■ **SHORT PROBLEM**:
Copy out the data below with each "identify" changed to "locate", leaving every other line and word untouched.

## start SUPPLIED MATERIAL

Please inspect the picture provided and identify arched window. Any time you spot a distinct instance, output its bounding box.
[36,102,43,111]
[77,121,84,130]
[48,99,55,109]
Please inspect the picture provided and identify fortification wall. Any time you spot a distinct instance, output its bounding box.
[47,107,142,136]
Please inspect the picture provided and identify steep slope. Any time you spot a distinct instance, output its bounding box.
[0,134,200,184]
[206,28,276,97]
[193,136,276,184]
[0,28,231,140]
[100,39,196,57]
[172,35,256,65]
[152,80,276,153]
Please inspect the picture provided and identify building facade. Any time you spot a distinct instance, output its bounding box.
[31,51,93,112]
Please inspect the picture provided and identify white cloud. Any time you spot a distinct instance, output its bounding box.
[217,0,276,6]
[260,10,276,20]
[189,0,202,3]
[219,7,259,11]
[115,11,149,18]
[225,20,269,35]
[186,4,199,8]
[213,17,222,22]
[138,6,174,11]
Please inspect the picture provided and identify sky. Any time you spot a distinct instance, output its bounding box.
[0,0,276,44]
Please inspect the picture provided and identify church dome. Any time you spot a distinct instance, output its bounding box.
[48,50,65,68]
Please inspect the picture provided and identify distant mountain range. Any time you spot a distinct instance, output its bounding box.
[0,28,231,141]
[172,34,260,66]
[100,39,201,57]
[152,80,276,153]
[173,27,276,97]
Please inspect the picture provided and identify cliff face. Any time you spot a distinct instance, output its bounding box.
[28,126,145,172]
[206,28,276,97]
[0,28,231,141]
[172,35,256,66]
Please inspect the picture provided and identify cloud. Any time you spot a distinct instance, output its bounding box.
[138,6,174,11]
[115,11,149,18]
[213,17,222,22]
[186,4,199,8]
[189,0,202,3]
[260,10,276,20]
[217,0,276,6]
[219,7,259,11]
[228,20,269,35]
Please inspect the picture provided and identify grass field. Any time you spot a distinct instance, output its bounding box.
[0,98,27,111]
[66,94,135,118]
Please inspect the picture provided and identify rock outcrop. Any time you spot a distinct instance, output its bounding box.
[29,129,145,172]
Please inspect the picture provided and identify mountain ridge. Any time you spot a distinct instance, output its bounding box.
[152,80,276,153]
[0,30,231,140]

## end SUPPLIED MATERIAL

■ **EXERCISE RESPONSE**:
Please inspect the picture provided and locate arched window. Any time you spot a distinct instance, output its bounding box.
[36,102,43,111]
[77,121,84,130]
[48,99,55,109]
Please inspect the picture provided and locate fortification wall. Any time you spot a distinct instance, output its bounding box.
[47,107,142,136]
Please inspect the picture provided and locate steep slope. Any time you spot a distinct instance, output its bounding box.
[0,134,200,184]
[206,28,276,97]
[193,136,276,184]
[0,28,231,140]
[100,39,196,57]
[172,35,256,65]
[152,80,276,153]
Please inspect the picture provided and locate building facade. Any time you spot a distinct instance, output its bounding box.
[31,51,93,112]
Please inspect the picture provided and locate white cloud. Any time you spot a distinct instance, output its bounding box.
[217,0,276,6]
[260,10,276,20]
[189,0,202,3]
[219,7,259,11]
[115,11,149,18]
[225,20,269,35]
[186,4,199,8]
[213,17,222,22]
[138,6,174,11]
Please inspect the picture provided and locate sky. Any time you spot a distinct instance, output its bounding box.
[0,0,276,44]
Please inspect the picture provided and locate church dome. Any time you spot a distinct instance, output its bounding box.
[48,50,65,68]
Please inspect the picture provided and locate distant mountain range. Any time you spot a distinct instance, output its bounding box.
[0,28,231,141]
[172,34,260,66]
[100,39,201,57]
[152,80,276,153]
[173,27,276,97]
Please inspect the picture provided and locate cliff face. Any time you spot a distinct instance, output its bounding box.
[28,126,145,172]
[206,28,276,97]
[0,28,231,141]
[172,35,256,66]
Please inspect the picture provided and locate cloud. Any time you spot a distinct instance, output its bounding box.
[138,6,174,11]
[115,11,149,18]
[213,17,222,22]
[186,4,199,8]
[189,0,202,3]
[260,10,276,20]
[217,0,276,6]
[219,7,259,11]
[228,20,269,35]
Please inspect the picture provided and locate grass field. Any time you spot a distinct instance, output its bounding box.
[0,98,27,111]
[66,94,135,118]
Please inspect the picture provided and locate rock outcrop. Any time you spot a distinct instance, output its bounding box.
[29,129,145,172]
Please inspect the picture provided and locate mountain ridge. Any time you spot a distinct instance, output its bounding box.
[152,80,276,153]
[0,30,231,140]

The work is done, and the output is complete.